### [EXERCISE OBJECTIVE]
Format the stretch of records from the line containing "Please draw the outline of every instance of the rear" through the line containing "[[[160,136],[172,85],[157,85],[140,91],[128,123],[129,135]]]" as a two-column CSV with the headers text and outline. Give one row per record, put each value in its own quoted field, and replace line breaks with spaces.

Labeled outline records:
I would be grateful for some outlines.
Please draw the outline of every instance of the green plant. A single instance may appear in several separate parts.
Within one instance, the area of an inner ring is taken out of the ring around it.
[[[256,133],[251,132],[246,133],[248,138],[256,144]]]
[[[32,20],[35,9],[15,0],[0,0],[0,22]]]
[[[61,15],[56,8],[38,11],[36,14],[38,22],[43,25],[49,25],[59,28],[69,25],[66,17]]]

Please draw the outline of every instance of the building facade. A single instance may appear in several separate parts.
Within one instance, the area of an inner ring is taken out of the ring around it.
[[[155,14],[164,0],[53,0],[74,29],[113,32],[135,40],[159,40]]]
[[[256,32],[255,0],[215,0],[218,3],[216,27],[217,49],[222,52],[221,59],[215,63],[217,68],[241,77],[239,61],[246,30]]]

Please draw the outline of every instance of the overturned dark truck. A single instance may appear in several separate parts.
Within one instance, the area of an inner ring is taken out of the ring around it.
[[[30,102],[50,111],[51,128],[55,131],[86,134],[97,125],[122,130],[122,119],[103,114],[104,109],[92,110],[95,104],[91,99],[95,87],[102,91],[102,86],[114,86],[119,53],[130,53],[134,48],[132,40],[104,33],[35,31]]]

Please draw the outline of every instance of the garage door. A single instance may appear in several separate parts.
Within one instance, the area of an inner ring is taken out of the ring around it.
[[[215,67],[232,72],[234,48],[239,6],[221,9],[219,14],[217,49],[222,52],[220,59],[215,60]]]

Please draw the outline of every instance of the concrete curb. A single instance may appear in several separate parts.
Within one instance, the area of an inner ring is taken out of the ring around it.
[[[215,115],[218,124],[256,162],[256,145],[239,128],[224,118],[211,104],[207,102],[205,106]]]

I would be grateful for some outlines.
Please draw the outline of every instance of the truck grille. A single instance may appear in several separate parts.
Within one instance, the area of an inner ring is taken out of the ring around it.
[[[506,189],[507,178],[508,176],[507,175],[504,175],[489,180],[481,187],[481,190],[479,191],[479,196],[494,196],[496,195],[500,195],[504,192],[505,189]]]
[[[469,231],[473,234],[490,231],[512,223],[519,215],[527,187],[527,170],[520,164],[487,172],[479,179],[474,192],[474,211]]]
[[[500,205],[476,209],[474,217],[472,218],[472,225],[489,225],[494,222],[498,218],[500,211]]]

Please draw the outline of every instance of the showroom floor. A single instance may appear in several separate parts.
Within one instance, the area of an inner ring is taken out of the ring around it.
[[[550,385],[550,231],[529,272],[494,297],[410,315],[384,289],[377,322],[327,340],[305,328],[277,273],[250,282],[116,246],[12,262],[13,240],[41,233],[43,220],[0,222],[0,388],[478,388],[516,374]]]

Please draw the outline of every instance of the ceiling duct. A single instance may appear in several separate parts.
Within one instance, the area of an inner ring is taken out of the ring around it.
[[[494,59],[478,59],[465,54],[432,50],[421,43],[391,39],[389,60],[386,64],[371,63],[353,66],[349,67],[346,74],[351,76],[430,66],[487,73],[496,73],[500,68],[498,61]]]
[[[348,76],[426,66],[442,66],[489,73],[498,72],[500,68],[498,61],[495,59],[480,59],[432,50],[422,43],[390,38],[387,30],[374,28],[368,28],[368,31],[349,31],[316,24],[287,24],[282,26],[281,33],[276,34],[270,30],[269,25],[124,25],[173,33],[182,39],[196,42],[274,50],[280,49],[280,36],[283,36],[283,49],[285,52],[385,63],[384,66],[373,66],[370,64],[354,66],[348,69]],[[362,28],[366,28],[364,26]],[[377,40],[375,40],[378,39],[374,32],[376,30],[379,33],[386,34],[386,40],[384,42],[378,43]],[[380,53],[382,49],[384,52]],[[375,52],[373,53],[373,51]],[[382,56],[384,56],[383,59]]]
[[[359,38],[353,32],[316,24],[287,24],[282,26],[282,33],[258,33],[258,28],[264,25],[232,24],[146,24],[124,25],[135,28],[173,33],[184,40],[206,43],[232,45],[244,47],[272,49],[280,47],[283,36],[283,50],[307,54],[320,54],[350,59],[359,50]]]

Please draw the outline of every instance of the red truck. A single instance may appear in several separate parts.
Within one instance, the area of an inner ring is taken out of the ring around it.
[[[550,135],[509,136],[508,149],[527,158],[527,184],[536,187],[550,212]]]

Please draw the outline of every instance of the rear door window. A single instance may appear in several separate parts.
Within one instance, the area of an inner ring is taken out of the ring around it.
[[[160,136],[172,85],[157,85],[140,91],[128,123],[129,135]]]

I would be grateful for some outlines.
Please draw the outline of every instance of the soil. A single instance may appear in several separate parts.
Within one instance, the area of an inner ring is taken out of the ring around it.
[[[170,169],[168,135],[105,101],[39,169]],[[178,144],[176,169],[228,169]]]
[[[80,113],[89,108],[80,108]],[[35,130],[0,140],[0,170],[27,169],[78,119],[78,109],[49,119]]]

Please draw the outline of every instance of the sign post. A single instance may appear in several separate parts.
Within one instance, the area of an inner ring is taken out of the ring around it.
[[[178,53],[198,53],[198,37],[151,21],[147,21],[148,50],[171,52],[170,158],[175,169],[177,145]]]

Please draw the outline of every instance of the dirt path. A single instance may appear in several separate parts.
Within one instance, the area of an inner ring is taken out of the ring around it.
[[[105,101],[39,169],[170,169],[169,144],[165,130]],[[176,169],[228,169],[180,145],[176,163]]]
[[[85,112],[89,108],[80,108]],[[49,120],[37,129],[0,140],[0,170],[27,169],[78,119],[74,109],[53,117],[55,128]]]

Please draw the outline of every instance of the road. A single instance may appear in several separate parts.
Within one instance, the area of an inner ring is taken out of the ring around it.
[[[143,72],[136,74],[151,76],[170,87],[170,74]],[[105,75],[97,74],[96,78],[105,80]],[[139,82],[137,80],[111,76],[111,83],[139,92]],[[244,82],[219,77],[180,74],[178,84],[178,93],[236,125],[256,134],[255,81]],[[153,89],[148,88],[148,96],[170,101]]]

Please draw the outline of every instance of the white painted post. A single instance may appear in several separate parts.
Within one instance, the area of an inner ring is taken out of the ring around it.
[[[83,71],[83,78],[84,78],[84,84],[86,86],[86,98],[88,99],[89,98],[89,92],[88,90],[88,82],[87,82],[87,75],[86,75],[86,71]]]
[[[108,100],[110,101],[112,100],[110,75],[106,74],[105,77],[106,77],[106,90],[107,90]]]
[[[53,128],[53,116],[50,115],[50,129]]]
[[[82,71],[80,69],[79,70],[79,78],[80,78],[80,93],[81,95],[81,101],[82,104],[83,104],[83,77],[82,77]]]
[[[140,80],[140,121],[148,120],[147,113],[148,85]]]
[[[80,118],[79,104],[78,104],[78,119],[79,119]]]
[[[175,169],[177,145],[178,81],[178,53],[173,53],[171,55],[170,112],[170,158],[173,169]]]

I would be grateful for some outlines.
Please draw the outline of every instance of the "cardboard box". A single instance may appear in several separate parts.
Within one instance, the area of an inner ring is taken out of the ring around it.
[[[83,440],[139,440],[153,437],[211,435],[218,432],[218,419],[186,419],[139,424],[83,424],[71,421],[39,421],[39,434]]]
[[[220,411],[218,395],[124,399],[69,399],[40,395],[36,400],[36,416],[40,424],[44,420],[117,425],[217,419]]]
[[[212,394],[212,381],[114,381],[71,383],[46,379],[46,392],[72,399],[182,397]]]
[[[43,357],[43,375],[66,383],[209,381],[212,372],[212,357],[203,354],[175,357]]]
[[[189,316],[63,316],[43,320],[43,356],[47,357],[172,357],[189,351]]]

### [REPLY]
text,outline
"Please draw the outline of every instance of the rear door window. A single instance may appear in several separate parts. Within one instance, the area of an inner ring is taken out of the ring around it.","[[[160,136],[172,85],[157,85],[140,91],[128,123],[129,135]]]"